• **EXERCISE DIRECTIONS**
Return each record word for word and omit the pictures.

• **MATERIAL FOR THIS TASK**

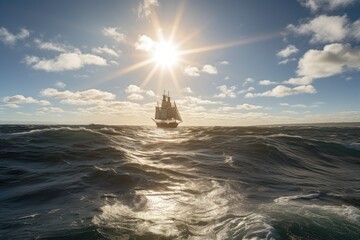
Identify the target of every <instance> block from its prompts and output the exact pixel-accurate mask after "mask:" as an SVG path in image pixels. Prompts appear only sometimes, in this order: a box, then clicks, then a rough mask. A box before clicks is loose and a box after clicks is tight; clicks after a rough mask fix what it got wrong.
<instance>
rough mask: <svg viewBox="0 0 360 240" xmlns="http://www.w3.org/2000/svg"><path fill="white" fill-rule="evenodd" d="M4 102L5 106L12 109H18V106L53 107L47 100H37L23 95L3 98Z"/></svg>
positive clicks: (3, 101)
mask: <svg viewBox="0 0 360 240" xmlns="http://www.w3.org/2000/svg"><path fill="white" fill-rule="evenodd" d="M3 102H4V103H5V106H7V107H11V108H18V107H19V105H18V104H27V103H32V104H38V105H51V103H50V102H49V101H46V100H36V99H34V98H32V97H24V96H23V95H14V96H6V97H4V98H3Z"/></svg>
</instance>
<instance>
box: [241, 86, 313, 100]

• **RESPONSE BOX**
Identify the target of every <instance> block from its prompts and output the exact pixel-accurate mask after "mask:" as an SVG path in image pixels. Prompts appear only sometimes, in this order: a box, then clicks, then a rough mask. A box before clicks is loose and a box after clicks is tight; clicks after a rough mask fix what it got wrong.
<instance>
rough mask: <svg viewBox="0 0 360 240" xmlns="http://www.w3.org/2000/svg"><path fill="white" fill-rule="evenodd" d="M4 102L5 106L12 109H18V106L53 107L47 100H37L23 95L3 98Z"/></svg>
positive clicks: (3, 101)
mask: <svg viewBox="0 0 360 240" xmlns="http://www.w3.org/2000/svg"><path fill="white" fill-rule="evenodd" d="M3 102H4V103H5V106H7V107H11V108H18V107H19V105H18V104H27V103H32V104H38V105H51V103H50V102H49V101H46V100H36V99H34V98H32V97H24V96H23V95H14V96H6V97H4V98H3Z"/></svg>
</instance>
<instance>
box: [241, 86, 313, 100]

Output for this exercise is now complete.